▶ Selected text
R&D labs that invent things to be commercialized down the road loosely kinda work. But historically, really only the government could create academia and a culture of doing research for the pursuit of knowledge / for its own sake / to benefit the general public.
I can’t really think of any successful examples of long term visionary research groups that have 0 intention of commercialization // aren’t wrapped in a commercial environment of some kind. MSR and Google Research do some interesting work for sure, but I do feel that a lot of it is still specced out. E.g. its hard to research non-neural-network / non-deep-learning models if you’re doing AI research at either place (I’ve heard).

▶ Dataset content
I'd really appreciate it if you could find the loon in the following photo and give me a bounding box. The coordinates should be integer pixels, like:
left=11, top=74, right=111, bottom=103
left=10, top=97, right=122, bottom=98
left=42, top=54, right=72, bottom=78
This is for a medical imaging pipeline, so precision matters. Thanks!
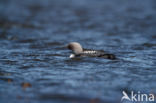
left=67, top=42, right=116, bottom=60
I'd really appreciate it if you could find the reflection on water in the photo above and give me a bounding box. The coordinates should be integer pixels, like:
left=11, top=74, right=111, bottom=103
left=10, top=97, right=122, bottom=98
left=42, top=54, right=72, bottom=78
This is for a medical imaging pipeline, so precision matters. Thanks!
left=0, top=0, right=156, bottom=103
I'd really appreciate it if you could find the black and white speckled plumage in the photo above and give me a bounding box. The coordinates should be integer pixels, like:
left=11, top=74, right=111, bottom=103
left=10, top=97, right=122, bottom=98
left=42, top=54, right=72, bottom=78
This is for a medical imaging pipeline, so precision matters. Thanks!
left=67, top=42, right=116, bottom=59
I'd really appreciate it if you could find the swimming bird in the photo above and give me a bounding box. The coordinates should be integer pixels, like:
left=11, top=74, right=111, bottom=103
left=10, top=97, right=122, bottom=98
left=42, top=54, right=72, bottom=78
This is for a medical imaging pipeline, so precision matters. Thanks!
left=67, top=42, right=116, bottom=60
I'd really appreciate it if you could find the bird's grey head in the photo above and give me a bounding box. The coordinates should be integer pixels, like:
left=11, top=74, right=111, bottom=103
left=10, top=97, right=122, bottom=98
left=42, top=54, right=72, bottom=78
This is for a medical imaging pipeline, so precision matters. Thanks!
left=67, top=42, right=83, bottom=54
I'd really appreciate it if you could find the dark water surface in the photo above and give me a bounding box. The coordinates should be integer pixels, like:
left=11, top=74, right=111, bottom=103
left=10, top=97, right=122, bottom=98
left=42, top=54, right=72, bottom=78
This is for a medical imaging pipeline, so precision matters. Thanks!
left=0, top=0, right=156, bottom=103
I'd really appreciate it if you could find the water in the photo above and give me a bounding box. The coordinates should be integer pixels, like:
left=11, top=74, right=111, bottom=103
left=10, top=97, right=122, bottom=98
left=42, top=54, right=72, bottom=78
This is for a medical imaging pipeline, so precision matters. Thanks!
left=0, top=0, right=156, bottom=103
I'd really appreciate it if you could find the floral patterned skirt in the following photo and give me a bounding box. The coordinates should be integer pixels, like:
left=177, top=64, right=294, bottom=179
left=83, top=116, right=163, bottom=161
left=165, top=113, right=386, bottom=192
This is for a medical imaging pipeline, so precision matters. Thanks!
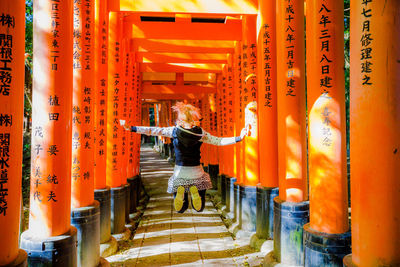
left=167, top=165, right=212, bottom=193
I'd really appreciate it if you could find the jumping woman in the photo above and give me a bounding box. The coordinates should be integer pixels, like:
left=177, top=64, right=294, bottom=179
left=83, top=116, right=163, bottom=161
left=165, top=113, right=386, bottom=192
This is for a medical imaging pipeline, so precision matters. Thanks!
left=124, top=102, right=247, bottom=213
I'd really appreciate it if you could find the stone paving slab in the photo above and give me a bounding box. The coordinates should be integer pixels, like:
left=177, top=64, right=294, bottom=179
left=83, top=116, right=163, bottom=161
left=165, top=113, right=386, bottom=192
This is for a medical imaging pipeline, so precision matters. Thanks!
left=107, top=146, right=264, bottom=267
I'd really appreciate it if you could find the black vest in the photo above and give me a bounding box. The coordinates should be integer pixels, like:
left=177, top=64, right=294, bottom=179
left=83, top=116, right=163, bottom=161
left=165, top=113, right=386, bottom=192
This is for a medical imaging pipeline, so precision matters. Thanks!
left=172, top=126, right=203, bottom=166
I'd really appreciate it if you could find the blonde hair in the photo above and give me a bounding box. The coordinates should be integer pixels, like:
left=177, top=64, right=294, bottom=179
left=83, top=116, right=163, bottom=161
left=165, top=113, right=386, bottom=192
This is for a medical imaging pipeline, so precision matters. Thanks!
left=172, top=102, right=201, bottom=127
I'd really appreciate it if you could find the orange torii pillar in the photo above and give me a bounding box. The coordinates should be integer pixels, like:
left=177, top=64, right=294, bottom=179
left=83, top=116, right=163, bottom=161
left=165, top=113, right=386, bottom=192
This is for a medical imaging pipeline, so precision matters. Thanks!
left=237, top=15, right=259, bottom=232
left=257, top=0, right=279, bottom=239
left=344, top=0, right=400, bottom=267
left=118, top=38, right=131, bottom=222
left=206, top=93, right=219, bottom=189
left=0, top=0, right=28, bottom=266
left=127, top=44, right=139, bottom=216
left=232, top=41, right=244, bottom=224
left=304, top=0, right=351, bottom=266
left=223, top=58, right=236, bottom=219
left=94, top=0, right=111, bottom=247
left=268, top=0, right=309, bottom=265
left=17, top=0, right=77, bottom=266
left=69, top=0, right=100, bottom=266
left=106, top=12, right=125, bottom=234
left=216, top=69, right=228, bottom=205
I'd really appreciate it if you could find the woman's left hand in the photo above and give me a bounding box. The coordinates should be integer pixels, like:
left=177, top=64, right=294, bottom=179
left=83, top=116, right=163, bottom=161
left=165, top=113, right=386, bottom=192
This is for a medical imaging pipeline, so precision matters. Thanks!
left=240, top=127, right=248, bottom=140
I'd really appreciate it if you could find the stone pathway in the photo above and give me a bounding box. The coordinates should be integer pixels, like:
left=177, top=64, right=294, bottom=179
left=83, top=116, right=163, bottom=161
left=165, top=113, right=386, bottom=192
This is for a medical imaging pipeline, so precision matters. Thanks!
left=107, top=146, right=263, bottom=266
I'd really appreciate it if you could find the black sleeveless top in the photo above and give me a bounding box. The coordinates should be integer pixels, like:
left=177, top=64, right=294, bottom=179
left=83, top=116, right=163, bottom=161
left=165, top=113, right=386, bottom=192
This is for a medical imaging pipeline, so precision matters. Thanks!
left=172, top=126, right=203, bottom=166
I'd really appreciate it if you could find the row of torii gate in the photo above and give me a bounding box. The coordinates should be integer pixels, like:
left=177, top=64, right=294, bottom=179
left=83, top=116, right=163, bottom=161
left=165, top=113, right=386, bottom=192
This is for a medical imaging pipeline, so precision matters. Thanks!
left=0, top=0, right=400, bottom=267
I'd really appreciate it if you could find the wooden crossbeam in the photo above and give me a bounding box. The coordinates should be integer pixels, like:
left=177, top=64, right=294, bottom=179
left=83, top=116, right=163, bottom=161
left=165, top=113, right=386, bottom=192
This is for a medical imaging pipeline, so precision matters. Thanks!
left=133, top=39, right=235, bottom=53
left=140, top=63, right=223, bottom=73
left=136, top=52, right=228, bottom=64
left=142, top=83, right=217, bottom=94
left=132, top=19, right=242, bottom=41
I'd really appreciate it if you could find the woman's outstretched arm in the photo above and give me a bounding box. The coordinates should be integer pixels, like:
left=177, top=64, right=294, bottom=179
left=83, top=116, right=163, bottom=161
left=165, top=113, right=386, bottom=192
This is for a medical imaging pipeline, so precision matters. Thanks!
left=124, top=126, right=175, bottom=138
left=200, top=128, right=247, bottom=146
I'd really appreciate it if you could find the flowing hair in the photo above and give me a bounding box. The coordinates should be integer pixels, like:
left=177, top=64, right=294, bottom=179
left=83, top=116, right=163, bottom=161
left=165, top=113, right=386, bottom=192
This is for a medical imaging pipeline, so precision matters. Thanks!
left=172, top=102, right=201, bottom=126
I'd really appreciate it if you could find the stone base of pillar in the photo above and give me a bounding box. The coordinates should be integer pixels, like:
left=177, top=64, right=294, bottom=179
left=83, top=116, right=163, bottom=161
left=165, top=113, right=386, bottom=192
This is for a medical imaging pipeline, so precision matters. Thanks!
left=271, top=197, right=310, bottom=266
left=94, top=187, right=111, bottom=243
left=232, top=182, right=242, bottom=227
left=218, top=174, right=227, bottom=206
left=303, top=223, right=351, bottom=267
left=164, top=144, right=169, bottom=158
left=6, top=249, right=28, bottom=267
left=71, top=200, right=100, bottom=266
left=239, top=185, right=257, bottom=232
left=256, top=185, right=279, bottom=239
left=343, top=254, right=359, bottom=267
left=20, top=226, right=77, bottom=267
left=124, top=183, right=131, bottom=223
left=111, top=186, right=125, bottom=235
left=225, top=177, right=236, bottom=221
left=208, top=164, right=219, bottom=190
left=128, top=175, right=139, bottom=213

▶ Task prompt
Rewrite the passage on research labs starting at "R&D labs that" and ending at "place (I’ve heard).", changing "commercialization" to "profit".

▶ Final answer
R&D labs that invent things to be commercialized down the road loosely kinda work. But historically, really only the government could create academia and a culture of doing research for the pursuit of knowledge / for its own sake / to benefit the general public.
I can’t really think of any successful examples of long term visionary research groups that have 0 intention of profit // aren’t wrapped in a commercial environment of some kind. MSR and Google Research do some interesting work for sure, but I do feel that a lot of it is still specced out. E.g. its hard to research non-neural-network / non-deep-learning models if you’re doing AI research at either place (I’ve heard).